◆ Record excerpts
********
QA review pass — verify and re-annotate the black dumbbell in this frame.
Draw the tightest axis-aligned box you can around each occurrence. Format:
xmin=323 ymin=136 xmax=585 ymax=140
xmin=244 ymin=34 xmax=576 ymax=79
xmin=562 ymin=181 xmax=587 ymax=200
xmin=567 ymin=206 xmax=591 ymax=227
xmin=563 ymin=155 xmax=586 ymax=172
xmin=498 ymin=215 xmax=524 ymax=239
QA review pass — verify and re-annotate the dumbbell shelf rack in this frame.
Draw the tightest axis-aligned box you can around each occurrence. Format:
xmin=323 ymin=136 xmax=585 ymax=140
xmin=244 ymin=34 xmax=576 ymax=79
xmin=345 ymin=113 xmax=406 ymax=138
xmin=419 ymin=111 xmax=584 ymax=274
********
◆ Task
Copy every line of the data above, requests included, but scale the bounding-box coordinates in the answers by 1.45 and round each result to the nearest whole number, with halves rounding up. Keep the numbers in the requests and their format samples unchanged.

◆ Answer below
QA review pass — verify and re-annotate the black dumbbell in this frame.
Draw the tightest axis-aligned box you can around each occurrence. Format:
xmin=323 ymin=136 xmax=585 ymax=140
xmin=244 ymin=34 xmax=576 ymax=79
xmin=815 ymin=262 xmax=851 ymax=290
xmin=822 ymin=299 xmax=857 ymax=329
xmin=816 ymin=225 xmax=850 ymax=249
xmin=722 ymin=312 xmax=760 ymax=347
QA review pass — verify and re-annotate the dumbbell shelf rack in this frame.
Draw the tightest axis-aligned box you can around each occurrence. Format:
xmin=323 ymin=136 xmax=585 ymax=140
xmin=244 ymin=34 xmax=576 ymax=79
xmin=500 ymin=164 xmax=589 ymax=200
xmin=608 ymin=161 xmax=847 ymax=397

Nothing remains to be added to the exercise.